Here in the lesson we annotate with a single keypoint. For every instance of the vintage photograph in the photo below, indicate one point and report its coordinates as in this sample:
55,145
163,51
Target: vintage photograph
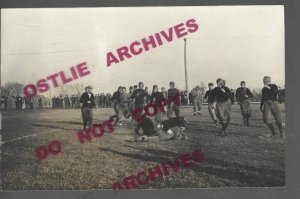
142,98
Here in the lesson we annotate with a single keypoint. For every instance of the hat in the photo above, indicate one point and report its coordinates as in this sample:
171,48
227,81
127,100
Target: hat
219,80
88,87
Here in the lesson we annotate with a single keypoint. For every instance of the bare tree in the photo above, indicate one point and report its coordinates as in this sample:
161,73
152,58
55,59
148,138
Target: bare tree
77,88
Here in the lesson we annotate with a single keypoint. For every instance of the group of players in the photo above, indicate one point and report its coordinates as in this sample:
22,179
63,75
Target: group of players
219,98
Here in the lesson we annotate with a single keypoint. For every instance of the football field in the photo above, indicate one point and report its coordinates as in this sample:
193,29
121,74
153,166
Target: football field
243,159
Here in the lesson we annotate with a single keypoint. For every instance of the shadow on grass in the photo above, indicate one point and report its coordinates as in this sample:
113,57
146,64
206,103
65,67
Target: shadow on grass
248,175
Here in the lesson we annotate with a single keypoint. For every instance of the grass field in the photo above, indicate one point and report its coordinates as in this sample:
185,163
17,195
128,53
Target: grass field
240,160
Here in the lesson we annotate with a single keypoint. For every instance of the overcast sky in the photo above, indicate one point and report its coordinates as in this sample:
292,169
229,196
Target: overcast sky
233,42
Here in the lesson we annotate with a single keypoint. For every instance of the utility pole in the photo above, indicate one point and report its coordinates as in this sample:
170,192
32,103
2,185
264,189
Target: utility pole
185,67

#### EXERCISE INSTRUCTIONS
Your task is to return the entries above exactly, with no pictures.

#### EXPECTED OUTPUT
Here in the lesson we annotate with a single keypoint. For every instance of the vintage photograph in the photo below, indicate one point and report its coordinates as in this sample:
55,145
163,51
Target: vintage photograph
142,98
Here in the lesson we annotate with a single keypoint. For every instance of the hat in the photo above, indicate one point and report its coordinates as in this sample:
171,48
227,81
127,100
Target: hat
219,80
88,87
Here in the lesson we annotate with a single keypoint. For every instance of the bare tree in the photo above, indicate one point and report its coordinates as in this sample:
161,73
152,58
55,59
148,138
Target: bare tree
77,88
Here in the lesson we annotate with a single keypoint. For every instance of the group of players in the photo above, indicate one point and report its coordinates as in this sample:
22,179
63,75
Target: group of players
219,98
Here in the lesson we annotate with a single keypoint. For every instance of the football field in the photo above, indicate one point and report its coordinates as in this sample:
193,29
121,74
153,166
Target: football field
243,159
Here in the lesson we annotate with a single keypoint. For every instance of the shadow on grass in the photo above, indicate one point and report its coordinates as in this sample:
113,57
146,64
206,103
65,67
Target: shadow on grass
248,175
Here in the lesson we annotate with a single keypoint. For every instance of the grass field in the photo above, indicate one point and report its coordinates as in this sample:
185,163
17,195
128,53
Target: grass field
240,160
Here in the lesson we annotate with a single keypoint. For every instance of the overcast sky in the photo above, indicate one point and report its coordinates as in this sample:
292,169
229,196
Target: overcast sky
233,42
Here in the lesson we annotate with a single keypoint. For every instance of the utility pole in the photo above, indicate one point and report its coordinates as in this sample:
170,192
32,103
2,185
264,189
Target: utility pole
185,67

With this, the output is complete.